PROBLEM ::
From the data below, copy each line that includes the word "hood".

DATA PROVIDED ::
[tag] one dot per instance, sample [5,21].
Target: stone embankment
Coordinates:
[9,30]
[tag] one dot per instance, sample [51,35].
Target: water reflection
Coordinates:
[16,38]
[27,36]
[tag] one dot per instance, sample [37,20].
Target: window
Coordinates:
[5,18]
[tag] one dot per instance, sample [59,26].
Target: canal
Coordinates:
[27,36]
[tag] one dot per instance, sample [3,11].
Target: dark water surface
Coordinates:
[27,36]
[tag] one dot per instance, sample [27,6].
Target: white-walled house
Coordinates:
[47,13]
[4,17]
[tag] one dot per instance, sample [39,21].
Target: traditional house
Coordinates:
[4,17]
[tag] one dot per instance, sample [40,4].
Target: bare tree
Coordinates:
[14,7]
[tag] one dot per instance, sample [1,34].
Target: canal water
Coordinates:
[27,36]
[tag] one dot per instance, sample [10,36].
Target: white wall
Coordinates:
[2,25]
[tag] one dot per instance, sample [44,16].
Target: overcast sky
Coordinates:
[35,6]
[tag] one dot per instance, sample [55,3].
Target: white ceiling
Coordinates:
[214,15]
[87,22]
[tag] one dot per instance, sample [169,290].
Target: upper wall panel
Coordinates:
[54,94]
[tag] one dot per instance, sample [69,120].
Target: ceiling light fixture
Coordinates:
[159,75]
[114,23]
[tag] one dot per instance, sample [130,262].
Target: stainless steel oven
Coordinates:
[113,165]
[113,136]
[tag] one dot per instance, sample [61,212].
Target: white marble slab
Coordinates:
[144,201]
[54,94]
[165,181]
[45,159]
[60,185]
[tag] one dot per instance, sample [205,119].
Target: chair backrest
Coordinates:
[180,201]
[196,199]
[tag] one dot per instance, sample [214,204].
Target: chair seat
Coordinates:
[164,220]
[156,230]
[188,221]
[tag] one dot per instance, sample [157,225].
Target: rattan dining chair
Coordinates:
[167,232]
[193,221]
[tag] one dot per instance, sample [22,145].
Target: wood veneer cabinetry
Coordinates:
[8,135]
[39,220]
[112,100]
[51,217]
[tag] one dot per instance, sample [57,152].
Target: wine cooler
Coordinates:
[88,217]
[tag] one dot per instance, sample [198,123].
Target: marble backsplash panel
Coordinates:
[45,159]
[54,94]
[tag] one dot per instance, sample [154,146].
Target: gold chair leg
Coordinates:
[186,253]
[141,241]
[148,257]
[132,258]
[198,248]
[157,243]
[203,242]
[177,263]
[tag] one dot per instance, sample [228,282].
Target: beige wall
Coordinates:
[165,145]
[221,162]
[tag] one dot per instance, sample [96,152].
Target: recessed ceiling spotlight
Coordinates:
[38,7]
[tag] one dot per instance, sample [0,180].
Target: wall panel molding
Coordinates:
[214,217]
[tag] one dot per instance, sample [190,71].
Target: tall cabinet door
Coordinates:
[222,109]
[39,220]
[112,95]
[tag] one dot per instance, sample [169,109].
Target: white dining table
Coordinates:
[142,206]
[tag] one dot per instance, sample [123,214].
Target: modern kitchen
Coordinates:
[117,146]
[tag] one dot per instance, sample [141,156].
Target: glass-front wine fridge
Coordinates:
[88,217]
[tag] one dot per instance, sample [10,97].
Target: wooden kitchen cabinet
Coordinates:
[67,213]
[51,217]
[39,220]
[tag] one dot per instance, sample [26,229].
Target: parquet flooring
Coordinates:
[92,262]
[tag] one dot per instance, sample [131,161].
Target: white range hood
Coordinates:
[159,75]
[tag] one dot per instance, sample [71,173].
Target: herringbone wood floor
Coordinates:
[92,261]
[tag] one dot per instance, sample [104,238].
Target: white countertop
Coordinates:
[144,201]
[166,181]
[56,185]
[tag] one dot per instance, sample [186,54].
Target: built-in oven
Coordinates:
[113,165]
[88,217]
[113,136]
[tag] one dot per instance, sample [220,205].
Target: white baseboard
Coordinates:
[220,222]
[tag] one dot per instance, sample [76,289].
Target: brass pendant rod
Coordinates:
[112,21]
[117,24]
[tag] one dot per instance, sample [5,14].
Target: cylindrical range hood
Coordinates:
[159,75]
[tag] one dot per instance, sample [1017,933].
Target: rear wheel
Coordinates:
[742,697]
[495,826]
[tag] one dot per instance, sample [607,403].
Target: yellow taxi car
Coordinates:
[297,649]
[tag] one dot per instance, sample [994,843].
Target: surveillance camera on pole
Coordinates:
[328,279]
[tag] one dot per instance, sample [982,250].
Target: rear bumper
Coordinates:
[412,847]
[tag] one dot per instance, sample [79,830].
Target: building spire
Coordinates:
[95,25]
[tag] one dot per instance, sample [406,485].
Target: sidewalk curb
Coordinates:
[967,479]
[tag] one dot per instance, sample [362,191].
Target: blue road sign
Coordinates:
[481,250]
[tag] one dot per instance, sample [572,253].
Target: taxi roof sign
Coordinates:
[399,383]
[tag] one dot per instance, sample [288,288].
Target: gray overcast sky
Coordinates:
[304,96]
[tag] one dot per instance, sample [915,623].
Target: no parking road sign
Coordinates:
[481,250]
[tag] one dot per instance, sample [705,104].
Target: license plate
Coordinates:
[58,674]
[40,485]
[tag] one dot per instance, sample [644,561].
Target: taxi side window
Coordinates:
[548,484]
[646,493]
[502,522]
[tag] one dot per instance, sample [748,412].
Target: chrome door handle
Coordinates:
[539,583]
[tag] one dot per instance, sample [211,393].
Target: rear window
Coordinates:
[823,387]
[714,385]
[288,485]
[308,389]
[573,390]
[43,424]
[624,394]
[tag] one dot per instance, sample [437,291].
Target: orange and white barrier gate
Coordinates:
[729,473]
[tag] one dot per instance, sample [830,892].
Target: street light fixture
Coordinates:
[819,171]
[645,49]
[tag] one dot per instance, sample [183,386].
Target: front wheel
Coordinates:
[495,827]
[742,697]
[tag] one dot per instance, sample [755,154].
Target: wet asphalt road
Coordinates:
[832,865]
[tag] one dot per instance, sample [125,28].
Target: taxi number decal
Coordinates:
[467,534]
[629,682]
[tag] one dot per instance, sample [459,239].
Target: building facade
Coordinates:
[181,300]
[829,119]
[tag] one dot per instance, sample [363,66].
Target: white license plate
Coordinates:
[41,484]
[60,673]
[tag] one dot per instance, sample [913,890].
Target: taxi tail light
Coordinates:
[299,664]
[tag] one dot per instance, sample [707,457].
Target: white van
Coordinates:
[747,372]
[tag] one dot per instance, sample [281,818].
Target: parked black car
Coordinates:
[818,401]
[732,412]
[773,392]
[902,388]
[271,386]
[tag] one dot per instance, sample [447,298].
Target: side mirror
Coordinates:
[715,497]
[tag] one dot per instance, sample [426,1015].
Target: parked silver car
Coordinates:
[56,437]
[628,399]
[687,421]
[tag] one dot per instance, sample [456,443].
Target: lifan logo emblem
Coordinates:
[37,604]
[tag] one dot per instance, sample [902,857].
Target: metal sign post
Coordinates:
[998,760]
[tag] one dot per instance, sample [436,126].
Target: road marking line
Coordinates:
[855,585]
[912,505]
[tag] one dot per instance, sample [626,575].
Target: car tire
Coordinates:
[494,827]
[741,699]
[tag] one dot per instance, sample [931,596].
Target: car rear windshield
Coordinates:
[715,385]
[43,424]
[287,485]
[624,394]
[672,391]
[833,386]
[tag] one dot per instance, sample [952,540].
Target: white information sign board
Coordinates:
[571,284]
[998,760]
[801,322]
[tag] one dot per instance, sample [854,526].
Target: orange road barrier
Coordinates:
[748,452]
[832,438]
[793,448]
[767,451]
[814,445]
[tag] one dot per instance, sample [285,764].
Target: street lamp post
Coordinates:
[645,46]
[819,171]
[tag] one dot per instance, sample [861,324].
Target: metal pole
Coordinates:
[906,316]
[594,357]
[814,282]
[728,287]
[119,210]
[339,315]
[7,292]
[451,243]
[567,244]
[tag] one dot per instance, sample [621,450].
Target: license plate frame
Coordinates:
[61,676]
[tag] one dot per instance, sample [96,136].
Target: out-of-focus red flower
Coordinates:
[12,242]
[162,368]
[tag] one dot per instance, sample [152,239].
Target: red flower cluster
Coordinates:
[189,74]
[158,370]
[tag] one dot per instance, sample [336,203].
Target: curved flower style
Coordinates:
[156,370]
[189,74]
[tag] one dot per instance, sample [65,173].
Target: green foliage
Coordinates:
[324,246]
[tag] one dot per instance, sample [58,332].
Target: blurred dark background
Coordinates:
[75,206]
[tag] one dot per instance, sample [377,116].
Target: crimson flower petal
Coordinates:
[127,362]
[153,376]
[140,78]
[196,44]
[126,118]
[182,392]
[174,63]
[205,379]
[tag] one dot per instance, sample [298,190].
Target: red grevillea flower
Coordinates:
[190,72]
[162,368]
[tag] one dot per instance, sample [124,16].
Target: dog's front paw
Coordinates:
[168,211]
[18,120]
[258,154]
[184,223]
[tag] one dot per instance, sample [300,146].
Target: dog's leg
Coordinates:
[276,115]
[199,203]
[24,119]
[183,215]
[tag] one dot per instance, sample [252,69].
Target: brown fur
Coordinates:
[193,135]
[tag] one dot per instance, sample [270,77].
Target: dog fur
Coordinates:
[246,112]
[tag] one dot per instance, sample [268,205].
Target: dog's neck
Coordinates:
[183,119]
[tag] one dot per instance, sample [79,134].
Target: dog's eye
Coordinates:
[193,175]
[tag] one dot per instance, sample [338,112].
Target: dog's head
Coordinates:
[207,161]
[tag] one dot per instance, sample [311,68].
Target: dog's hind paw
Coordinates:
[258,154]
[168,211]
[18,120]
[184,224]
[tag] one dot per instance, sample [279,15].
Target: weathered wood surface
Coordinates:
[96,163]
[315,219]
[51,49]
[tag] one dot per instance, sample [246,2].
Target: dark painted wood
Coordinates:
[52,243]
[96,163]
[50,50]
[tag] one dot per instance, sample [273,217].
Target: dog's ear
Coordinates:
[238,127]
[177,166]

RESULT ::
Target: white range hood
Target: cylindrical range hood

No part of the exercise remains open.